> Supplied material:

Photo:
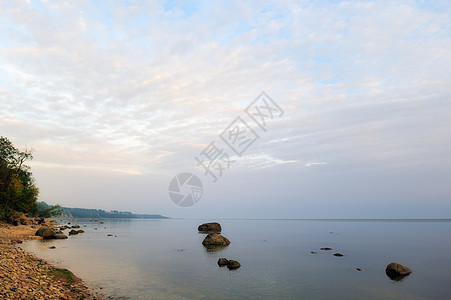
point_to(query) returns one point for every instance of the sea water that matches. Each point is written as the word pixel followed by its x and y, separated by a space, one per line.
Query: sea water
pixel 165 259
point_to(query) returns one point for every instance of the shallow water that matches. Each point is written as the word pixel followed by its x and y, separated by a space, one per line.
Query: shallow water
pixel 165 259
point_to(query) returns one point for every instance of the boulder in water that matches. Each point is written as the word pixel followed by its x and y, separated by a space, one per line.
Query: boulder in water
pixel 210 227
pixel 215 239
pixel 397 271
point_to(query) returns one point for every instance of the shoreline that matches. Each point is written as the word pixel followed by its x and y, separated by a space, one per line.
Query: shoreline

> Set problem: Reproduce every one of the lines above word for word, leaving out the pictures.

> Right answer:
Photo:
point_to(query) returns one point for every instance of the sea water that matches. Each point is written as the word pixel followed by its x and y, separated by a space, one per line.
Query: sea water
pixel 165 259
point_to(query) returns one point for every instance of the shallow water that matches. Each point is written as the word pixel followed by its x and y, separated by a space, one per line.
Query: shallow water
pixel 165 259
point_to(query) returns one point for every instance of the boulder in water that matches. Each point is written as the word pixel followed by its x and y, separated by a space, one per line.
Query: boulder in water
pixel 210 227
pixel 215 239
pixel 397 271
point_to(query) returns one point for every instance of the shoreline that matches. Each point is written as the word pixel followed by its x and y, separated by a space, one per line.
Query: shoreline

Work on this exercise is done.